• What is expected
Return exactly the final stretch of the records below, opening with the line that contains "Target: blue hooded jacket" and closing with the last line.

• Study material
------

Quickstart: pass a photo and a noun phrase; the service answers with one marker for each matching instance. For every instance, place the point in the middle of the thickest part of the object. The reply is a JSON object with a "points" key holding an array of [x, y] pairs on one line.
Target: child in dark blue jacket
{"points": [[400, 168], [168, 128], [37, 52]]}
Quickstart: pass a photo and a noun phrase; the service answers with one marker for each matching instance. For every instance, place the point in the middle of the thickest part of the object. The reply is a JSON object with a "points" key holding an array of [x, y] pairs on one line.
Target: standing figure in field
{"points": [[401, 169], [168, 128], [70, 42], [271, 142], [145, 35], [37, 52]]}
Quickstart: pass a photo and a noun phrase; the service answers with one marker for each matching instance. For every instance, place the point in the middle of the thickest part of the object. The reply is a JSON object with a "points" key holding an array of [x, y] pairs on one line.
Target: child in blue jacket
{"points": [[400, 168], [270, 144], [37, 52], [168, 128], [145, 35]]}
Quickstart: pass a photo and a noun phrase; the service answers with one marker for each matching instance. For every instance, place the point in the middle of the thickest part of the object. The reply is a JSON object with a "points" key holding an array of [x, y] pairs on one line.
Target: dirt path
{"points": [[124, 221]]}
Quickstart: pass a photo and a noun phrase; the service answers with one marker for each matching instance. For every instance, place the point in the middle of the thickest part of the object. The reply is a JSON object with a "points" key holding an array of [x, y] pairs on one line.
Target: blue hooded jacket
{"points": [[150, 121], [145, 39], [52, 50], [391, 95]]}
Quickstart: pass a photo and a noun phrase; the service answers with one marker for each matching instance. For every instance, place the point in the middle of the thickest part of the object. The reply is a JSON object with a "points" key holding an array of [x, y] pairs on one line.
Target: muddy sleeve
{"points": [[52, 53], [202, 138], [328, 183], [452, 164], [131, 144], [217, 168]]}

------

• Expected answer
Target: blue hooded jacket
{"points": [[150, 121], [145, 39], [52, 50], [391, 95]]}
Quickstart: pass a photo and a noun phrase; the service answers with one marker for each matching instance. For every instance, place the point in the middle of the thickest part of the object. The reply is a JSON object with a "points" key holding an array of [x, y] pairs on one line.
Target: muddy sleeve
{"points": [[52, 53], [202, 138], [328, 183], [452, 164], [131, 144], [217, 168]]}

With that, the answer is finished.